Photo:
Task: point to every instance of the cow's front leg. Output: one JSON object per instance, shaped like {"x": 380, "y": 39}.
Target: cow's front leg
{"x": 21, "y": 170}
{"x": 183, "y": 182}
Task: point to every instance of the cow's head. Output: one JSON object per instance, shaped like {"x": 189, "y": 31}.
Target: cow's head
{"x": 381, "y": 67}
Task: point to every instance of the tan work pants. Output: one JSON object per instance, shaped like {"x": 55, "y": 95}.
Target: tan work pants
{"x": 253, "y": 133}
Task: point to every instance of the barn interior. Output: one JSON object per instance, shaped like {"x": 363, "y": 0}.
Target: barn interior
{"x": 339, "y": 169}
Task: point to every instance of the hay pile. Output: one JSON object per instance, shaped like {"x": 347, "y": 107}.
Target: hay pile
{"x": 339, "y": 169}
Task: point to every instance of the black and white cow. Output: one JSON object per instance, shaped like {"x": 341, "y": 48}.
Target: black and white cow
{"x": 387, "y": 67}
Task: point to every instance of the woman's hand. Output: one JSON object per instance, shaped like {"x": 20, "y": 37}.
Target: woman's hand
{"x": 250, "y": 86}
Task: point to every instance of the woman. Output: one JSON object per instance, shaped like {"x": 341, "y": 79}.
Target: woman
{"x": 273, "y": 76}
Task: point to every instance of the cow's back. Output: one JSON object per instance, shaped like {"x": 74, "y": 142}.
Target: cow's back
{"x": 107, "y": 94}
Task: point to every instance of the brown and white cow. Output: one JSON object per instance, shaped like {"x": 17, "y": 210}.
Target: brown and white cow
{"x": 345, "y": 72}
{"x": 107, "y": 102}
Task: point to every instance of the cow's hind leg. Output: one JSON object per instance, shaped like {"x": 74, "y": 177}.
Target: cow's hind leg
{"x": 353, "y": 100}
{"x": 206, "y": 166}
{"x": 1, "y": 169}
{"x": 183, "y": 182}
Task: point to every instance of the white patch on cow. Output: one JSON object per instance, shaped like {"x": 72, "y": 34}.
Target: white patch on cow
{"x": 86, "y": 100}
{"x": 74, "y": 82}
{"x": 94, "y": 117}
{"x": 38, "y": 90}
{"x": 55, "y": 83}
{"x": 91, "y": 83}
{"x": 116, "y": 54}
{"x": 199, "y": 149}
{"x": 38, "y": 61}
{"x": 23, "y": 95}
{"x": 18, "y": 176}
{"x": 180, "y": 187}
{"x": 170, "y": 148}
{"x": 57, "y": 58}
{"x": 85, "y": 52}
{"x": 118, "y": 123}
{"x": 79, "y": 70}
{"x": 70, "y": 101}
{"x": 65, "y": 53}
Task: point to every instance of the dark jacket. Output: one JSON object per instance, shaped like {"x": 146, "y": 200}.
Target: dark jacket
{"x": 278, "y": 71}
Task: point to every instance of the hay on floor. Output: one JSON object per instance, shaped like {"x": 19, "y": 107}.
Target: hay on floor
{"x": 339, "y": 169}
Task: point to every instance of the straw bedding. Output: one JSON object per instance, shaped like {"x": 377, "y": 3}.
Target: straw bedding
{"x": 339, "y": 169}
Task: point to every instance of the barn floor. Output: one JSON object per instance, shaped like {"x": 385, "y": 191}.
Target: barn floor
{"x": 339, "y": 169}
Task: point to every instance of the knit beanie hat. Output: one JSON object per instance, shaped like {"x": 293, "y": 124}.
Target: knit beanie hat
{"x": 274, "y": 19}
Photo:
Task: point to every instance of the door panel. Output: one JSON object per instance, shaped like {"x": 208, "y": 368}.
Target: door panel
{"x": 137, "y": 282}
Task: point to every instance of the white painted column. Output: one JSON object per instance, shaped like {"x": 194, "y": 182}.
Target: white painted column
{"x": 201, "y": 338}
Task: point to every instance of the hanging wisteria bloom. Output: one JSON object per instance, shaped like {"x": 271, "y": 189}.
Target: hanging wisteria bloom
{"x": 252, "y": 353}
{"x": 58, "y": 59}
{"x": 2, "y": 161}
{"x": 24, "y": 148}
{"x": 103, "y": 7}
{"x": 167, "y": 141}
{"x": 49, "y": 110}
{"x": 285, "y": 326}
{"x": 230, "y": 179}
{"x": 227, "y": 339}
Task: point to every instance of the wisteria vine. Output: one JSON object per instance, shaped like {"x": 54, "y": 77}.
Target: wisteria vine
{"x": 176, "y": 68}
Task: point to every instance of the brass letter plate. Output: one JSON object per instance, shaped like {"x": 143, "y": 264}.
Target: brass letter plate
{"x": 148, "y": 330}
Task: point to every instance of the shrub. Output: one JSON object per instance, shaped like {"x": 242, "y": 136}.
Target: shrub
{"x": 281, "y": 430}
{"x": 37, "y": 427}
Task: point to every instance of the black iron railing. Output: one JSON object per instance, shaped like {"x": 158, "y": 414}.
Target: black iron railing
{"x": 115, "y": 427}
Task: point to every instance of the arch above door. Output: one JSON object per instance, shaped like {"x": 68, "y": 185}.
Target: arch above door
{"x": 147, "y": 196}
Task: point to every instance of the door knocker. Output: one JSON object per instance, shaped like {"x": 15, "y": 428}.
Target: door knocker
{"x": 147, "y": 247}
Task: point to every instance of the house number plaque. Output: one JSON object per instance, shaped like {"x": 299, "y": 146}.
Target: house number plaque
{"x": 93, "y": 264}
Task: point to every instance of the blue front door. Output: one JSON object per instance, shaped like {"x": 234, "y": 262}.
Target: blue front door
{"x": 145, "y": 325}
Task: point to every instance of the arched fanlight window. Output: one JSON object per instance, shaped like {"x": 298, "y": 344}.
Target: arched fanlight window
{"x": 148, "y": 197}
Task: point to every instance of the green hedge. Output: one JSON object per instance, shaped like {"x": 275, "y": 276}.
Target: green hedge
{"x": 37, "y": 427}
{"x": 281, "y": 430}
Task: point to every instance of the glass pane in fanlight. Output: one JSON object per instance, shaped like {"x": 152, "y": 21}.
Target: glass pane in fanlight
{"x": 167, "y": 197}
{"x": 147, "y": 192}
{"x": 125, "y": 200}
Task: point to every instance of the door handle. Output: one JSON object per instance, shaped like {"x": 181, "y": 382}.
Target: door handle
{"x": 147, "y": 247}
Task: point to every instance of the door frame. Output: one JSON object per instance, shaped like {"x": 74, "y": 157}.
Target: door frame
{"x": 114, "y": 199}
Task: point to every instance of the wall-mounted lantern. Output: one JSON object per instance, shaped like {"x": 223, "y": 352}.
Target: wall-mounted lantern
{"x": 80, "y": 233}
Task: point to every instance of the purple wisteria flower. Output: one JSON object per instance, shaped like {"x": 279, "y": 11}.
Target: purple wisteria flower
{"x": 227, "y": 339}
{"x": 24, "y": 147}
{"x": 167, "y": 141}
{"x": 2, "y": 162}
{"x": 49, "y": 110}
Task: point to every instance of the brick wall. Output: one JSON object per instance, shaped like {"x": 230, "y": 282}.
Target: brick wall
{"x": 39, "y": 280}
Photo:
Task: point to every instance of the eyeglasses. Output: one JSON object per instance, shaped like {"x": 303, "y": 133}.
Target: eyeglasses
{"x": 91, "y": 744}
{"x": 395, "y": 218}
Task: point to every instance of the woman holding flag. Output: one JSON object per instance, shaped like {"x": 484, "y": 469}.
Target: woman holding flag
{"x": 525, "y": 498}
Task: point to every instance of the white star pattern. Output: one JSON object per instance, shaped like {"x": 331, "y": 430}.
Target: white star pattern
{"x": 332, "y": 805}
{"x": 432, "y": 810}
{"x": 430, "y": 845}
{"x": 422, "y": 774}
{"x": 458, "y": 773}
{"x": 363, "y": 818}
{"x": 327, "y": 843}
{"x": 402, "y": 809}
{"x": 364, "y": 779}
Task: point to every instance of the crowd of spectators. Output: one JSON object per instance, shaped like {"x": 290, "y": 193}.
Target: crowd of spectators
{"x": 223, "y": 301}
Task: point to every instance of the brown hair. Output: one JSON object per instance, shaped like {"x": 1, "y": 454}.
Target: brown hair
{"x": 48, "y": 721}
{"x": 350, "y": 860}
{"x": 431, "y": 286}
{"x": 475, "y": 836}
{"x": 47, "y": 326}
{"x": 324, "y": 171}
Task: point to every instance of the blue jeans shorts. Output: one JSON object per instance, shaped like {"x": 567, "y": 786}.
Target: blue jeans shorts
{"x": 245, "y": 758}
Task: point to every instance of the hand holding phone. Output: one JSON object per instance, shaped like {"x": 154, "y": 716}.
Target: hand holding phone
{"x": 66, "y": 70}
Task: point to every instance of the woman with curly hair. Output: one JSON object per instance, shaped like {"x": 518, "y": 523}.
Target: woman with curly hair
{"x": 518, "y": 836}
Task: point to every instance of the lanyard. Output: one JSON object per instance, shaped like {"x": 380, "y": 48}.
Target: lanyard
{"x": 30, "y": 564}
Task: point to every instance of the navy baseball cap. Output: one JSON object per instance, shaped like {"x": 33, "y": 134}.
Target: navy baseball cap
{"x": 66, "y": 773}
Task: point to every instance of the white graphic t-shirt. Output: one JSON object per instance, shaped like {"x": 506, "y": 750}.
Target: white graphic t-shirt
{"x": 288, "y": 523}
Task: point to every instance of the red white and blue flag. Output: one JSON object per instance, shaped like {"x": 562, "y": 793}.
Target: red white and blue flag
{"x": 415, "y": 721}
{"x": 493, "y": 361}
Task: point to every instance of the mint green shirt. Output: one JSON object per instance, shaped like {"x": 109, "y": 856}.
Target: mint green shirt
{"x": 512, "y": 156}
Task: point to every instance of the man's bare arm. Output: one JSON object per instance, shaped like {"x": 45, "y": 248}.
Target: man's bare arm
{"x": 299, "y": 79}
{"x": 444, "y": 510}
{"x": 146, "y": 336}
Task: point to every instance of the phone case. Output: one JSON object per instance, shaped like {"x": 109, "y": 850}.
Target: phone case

▶ [REQUIRED TASK]: Print from the line containing "Task: point to every instance of the white graphic" to the last line above, exactly as written.

▶ [ANSWER TO THIS PROBLEM]:
Task: point to every instance of the white graphic t-shirt. Output: one JSON object per instance, shaped like {"x": 506, "y": 750}.
Target: white graphic t-shirt
{"x": 288, "y": 523}
Task: point to every instance of the red white and blue flag. Output: one JSON object per instance, shaped like {"x": 562, "y": 793}.
Target: red white and blue flag
{"x": 415, "y": 721}
{"x": 493, "y": 361}
Task: point to every instance of the mint green shirt. Output: one JSON object per instance, shaped like {"x": 109, "y": 856}.
Target: mint green shirt
{"x": 512, "y": 156}
Task: point to every instance of the man's bare arm. Output: one JSON object per instance, shaped like {"x": 45, "y": 248}.
Target: man's bare arm
{"x": 299, "y": 79}
{"x": 444, "y": 510}
{"x": 146, "y": 336}
Task: point to every instance of the phone case. Output: one JSON object per instance, shaped like {"x": 109, "y": 850}.
Target: phone case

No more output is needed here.